» Problems to solve:
- 1) Retype the passage of the Xputer FAQ starting with "Figure 22 shows" and going on through "scan patterns have.".
- 2) Render this sentence from the Xputer FAQ in French: "Xputer operations are driven by data sequencers (instead of an instruction sequencer)."

» Excerpt provided:
FAQ on Xputers - Xputer Lab Kaiserslautern - Reconfigurable Computing with KressArray
[ > | Xputer Lab | Xputer literature | directory | FAQ&FQA on Xputers | FAQ1 on Xputers | FAQ2 on Xputers | FAQ3 on Xputers | Kress Array | FQA on Xputers | History of Xputer Lab| What's new? | Key words on Xputers ]

All about Data Sequencers:


FAQ on Xputers (1)
FAQ on Xputers (2)
FAQ on Xputers (3)

Data Sequencers and Scan Patterns

Xputer operations are driven by data sequencers (instead of an instruction sequencer). Instead of control flow, i. e. a sequence of instruction addresses, Xputers are driven by sequences of data addresses. Since data flow is different from address flow, we do not want to use the term "driven by data flow". So we call a sequence of data locations (addresses) a "scan pattern". Not only for better visualization we prefer a two-dimensional memory organization, where we obtain scan patterns linke the examples shown in fig. 21. To obtain a very rich repertory of scan patterns novel architectural principles of sequencers have been developed at Kaiserslautern [1] [2] (also see fig. 25)..

Fig. 21. A few scan pattern examples:

 < >

Systematic Programming of Scan Patterns

Figure 22 shows a scan pattern in detail, which can be generated by the GAG (generic address generator) having been invented and developed at Kaiserslautern [1] [2]. The figure shows the well known JPEG zigzag scan pattern used for still image (de)compression. This pattern scans a 10-by-10 pixel segment of the image by a kind of 45 degree video scan. The example illustrates the systematic strcture [3], which a surprisingly large naumber of other real world scan patterns have.

A small and simple language called MoPL (Map-oriented Programming Language) [4] has been developed at Kaiserslautern and implemented as an extension of the language C [5]. The JPEG zig zag has been programmed by using three subprograms, one for the blue subpattern in fig. 22, one for the green scan pattern, and a third one for the yellow pattern. The third subsoutine is just a version of the first one, obtained from this by reversal of sequence and by 180 degree rotation. The second pattern is very simple. It is a linear sequence of smallest steps.

< >Fig. 22. Multi media on Xputers: the JPEG zig zag scan pattern:

The Smart Memory Interface (SMIF)

Dataset entries:
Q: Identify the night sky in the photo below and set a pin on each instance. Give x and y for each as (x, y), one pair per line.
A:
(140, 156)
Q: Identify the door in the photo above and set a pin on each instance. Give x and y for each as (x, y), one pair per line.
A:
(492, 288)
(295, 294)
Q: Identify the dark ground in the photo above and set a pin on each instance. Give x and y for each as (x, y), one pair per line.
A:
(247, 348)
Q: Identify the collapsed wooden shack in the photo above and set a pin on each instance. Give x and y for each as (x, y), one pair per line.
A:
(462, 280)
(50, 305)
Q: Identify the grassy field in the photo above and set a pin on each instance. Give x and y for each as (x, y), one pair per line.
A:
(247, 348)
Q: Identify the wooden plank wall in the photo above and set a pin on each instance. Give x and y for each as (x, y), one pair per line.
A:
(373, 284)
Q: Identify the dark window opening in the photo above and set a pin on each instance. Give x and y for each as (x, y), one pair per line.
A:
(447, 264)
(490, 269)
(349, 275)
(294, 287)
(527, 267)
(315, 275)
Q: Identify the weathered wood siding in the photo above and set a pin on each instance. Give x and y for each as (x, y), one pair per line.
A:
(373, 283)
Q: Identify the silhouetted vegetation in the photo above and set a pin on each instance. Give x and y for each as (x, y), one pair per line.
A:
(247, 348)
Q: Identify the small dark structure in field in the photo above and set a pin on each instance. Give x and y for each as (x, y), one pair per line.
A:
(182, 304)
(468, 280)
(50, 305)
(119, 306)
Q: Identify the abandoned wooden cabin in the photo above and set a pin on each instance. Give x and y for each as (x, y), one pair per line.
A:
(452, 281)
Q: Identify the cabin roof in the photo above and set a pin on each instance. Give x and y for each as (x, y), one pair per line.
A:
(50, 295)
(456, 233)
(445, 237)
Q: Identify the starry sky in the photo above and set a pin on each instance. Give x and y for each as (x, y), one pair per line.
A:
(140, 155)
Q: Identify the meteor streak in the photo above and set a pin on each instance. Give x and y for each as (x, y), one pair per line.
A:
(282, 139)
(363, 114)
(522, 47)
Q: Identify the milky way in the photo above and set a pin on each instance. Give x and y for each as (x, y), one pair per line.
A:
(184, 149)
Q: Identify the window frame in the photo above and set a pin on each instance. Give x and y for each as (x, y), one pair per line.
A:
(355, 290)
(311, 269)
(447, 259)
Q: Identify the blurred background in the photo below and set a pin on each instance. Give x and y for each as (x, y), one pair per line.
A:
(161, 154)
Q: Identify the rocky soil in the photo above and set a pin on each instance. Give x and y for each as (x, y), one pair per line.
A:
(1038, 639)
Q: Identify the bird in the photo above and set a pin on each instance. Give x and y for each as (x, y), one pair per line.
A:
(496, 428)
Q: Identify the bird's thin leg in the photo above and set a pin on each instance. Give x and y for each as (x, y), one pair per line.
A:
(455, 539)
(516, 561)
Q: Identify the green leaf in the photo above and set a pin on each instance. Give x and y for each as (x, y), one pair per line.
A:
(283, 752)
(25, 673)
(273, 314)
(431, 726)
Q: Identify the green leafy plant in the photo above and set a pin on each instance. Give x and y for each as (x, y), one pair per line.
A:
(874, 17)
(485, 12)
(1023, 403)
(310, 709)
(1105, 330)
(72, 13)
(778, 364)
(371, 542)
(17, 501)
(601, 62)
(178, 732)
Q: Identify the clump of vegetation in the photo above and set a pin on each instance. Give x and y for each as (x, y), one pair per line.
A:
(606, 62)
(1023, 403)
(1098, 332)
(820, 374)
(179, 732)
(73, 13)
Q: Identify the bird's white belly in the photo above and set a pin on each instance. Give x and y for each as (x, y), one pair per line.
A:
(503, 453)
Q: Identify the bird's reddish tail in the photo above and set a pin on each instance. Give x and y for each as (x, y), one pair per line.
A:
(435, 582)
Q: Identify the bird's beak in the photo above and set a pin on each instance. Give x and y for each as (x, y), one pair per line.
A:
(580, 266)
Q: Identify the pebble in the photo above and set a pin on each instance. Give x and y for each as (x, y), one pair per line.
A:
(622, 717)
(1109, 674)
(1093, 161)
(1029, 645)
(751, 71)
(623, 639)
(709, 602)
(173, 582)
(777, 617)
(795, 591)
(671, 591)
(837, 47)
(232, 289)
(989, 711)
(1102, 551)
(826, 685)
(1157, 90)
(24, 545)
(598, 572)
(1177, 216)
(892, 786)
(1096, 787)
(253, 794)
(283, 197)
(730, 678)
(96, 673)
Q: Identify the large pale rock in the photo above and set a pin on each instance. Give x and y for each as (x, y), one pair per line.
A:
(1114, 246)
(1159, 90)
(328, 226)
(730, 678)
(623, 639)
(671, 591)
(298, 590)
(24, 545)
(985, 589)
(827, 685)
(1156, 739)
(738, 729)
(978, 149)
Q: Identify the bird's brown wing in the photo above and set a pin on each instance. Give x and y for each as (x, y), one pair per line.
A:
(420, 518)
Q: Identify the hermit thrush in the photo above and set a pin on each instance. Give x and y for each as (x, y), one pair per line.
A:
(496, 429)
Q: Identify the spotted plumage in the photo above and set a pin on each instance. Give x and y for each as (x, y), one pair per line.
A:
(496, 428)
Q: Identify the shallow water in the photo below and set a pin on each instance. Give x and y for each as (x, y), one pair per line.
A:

» Final results:
- 1)
Figure 22 shows a scan pattern in detail, which can be generated by the GAG (generic address generator) having been invented and developed at Kaiserslautern [1] [2]. The figure shows the well known JPEG zigzag scan pattern used for still image (de)compression. This pattern scans a 10-by-10 pixel segment of the image by a kind of 45 degree video scan. The example illustrates the systematic strcture [3], which a surprisingly large naumber of other real world scan patterns have.

- 2) Les opérations des Xputers sont pilotées par des séquenceurs de données (au lieu d'un séquenceur d'instructions).